TASK INSTRUCTIONS
Quote every item below word for word, leaving out the pictures.

DATASET EXCERPTS
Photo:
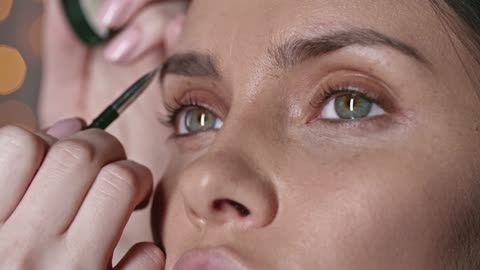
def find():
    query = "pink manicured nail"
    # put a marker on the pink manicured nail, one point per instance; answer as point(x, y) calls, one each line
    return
point(65, 128)
point(122, 47)
point(112, 13)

ANSWER IN FULL
Photo:
def find():
    query = "pink manicured nail"
    # put a marker on the pink manicured nail, one point per instance; answer as point(x, y) calls, one each line
    return
point(65, 128)
point(122, 47)
point(112, 13)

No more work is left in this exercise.